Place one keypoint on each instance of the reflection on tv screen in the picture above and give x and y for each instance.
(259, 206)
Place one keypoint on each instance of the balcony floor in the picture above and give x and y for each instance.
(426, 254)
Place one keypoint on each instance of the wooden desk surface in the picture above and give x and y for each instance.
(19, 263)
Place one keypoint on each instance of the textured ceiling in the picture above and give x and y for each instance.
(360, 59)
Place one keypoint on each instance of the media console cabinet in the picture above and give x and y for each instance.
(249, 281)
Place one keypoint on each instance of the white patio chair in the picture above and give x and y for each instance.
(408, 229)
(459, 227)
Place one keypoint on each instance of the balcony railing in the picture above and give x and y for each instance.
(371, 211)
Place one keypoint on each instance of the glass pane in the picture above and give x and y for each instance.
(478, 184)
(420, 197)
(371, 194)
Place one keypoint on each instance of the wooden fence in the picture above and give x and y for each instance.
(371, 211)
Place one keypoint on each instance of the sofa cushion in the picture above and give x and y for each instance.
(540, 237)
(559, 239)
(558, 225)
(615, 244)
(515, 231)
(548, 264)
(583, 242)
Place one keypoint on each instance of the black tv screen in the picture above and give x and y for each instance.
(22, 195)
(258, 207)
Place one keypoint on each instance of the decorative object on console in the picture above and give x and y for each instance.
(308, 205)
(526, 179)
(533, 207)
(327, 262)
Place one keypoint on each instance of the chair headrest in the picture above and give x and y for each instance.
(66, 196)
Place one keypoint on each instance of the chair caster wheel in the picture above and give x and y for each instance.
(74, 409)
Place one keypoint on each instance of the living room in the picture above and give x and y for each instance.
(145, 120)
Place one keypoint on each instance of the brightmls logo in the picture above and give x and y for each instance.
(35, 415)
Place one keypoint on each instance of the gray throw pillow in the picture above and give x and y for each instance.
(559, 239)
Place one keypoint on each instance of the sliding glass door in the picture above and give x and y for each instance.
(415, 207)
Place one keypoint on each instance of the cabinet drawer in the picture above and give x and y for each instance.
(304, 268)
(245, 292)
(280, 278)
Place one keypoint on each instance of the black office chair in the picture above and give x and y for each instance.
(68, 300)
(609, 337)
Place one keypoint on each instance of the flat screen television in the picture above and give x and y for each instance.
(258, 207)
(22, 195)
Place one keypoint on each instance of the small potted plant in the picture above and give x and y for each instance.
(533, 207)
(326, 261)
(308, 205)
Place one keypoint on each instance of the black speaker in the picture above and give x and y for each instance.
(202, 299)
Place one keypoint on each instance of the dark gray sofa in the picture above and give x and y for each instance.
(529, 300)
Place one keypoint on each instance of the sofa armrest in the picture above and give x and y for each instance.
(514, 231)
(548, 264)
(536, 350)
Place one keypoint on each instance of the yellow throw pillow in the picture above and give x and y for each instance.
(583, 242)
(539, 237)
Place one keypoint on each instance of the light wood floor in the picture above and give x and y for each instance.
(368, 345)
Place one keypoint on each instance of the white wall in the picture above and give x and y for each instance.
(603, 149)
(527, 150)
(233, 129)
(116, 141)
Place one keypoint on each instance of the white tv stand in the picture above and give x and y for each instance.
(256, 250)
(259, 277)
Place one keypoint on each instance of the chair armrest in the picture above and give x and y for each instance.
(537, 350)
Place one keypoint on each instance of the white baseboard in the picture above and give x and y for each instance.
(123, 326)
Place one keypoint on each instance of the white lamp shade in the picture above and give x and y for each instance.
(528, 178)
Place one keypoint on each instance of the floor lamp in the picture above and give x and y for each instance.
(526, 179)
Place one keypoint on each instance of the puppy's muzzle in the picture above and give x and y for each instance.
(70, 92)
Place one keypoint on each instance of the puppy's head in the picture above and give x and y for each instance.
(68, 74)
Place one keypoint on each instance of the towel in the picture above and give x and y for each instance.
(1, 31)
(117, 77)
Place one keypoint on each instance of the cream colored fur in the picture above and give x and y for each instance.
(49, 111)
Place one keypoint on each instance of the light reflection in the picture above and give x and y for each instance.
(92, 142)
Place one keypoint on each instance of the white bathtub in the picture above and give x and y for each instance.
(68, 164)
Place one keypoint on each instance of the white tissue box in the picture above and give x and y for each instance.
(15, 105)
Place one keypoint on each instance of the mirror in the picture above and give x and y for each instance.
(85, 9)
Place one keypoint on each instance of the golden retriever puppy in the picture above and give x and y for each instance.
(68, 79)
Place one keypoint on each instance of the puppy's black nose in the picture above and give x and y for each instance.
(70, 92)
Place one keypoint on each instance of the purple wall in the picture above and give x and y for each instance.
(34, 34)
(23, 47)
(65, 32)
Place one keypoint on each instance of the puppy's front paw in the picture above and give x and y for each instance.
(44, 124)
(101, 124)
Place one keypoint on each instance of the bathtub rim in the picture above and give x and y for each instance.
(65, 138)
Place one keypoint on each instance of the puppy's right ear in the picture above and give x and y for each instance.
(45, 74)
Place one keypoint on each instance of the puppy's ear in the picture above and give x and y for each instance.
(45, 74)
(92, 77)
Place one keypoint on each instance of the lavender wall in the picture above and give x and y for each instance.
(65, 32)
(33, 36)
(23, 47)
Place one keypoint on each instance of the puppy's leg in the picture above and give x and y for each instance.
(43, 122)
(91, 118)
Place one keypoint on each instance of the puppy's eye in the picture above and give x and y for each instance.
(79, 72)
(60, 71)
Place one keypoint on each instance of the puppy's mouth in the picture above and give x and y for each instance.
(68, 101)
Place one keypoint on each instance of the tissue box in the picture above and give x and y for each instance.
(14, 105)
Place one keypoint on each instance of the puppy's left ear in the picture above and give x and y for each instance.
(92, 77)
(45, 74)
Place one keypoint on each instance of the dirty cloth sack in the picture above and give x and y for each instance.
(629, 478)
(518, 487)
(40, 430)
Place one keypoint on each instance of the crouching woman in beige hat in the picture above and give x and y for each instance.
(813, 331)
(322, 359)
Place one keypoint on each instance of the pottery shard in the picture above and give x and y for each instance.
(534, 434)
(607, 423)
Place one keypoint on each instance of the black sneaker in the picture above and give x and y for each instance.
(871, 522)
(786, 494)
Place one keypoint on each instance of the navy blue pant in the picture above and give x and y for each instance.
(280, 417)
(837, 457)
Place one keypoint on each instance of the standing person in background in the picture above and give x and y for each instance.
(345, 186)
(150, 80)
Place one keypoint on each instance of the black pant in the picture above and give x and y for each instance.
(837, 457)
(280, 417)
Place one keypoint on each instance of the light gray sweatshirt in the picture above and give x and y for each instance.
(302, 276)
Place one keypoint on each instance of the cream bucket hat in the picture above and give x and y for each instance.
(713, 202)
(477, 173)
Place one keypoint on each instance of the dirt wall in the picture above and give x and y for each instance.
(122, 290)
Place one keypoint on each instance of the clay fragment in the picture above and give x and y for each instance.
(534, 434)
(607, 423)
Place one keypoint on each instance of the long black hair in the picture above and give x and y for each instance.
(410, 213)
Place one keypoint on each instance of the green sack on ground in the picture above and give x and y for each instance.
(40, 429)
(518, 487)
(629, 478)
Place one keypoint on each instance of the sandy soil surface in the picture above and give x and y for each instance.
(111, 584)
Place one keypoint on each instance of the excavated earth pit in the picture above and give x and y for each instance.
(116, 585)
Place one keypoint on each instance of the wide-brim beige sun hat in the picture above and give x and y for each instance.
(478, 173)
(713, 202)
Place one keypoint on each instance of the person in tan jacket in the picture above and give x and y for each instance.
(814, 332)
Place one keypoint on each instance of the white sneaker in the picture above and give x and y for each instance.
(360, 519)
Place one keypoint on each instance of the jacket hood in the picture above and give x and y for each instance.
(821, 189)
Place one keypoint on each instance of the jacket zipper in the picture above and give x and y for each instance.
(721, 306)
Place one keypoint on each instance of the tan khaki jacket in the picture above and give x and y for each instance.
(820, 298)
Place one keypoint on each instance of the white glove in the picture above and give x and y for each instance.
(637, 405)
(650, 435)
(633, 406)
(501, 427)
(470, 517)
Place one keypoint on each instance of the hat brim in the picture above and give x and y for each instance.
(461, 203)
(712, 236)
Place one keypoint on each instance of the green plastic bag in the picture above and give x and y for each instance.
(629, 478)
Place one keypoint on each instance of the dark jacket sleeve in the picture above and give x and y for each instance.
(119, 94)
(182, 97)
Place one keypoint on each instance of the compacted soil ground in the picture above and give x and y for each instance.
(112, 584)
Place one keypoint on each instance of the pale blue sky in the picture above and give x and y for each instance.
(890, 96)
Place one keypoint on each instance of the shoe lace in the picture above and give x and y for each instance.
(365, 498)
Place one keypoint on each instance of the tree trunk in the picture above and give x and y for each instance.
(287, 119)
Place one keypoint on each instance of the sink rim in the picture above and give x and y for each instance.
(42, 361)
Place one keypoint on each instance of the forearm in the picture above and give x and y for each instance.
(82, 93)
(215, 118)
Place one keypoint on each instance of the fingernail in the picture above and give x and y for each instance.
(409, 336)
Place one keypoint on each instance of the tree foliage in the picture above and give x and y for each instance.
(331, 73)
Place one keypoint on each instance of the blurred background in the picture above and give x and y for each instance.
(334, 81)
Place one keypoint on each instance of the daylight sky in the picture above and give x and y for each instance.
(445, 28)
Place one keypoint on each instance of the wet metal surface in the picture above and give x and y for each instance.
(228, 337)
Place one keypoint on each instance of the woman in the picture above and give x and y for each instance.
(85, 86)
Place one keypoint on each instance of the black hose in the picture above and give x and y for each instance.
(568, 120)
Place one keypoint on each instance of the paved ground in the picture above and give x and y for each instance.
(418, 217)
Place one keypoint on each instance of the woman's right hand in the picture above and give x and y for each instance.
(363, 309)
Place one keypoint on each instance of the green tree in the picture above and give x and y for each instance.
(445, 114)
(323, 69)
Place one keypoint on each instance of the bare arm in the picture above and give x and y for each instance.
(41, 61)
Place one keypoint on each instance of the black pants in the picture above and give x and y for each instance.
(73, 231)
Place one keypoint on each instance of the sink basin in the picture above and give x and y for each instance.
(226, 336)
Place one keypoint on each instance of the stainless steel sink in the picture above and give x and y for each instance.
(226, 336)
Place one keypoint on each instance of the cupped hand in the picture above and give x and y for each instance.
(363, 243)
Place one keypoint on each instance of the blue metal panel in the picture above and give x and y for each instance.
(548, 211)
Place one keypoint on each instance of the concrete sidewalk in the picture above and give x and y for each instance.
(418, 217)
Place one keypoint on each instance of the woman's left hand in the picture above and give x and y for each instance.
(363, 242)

* **Objective**
Could you render the part that opens with the line containing "Place one keypoint on each instance of the woman's left" and runs through the end of the records as a numbered list, leaving out any blank lines?

* **Reply**
1. Place one keypoint on each instance of the woman's left hand in the picture above and give x and y for each instance.
2. (363, 242)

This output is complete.